■ Task brief
Count the lines in the listing below that contain the string "wheel", matching case exactly, and give only the number.
BEGIN Input data
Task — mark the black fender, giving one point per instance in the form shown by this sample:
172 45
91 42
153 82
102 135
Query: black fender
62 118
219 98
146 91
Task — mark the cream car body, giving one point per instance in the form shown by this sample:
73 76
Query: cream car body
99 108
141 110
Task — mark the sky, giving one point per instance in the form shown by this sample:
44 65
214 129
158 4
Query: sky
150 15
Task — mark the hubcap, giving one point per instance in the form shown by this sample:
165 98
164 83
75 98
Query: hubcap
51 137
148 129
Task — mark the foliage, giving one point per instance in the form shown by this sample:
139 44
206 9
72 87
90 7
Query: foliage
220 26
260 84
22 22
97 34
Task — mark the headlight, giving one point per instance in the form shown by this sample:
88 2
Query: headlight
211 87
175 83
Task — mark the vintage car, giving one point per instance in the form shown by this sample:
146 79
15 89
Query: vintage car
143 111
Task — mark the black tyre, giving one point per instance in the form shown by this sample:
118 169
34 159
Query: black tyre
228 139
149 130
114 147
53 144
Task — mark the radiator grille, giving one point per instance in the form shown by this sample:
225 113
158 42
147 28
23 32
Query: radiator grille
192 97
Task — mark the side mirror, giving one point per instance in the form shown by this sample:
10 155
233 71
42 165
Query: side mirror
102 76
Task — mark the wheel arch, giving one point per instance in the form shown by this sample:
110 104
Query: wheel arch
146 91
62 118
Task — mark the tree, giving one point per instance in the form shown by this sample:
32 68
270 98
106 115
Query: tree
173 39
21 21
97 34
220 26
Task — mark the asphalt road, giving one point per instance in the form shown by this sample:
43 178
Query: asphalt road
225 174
END Input data
BEGIN Input data
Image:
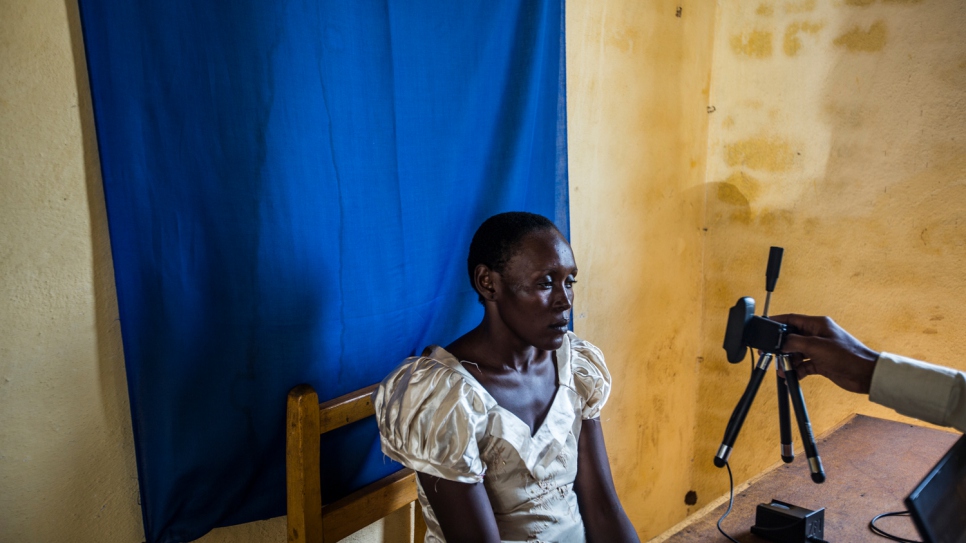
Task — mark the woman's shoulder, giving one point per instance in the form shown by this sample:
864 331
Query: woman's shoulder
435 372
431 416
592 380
END Input data
■ Final result
2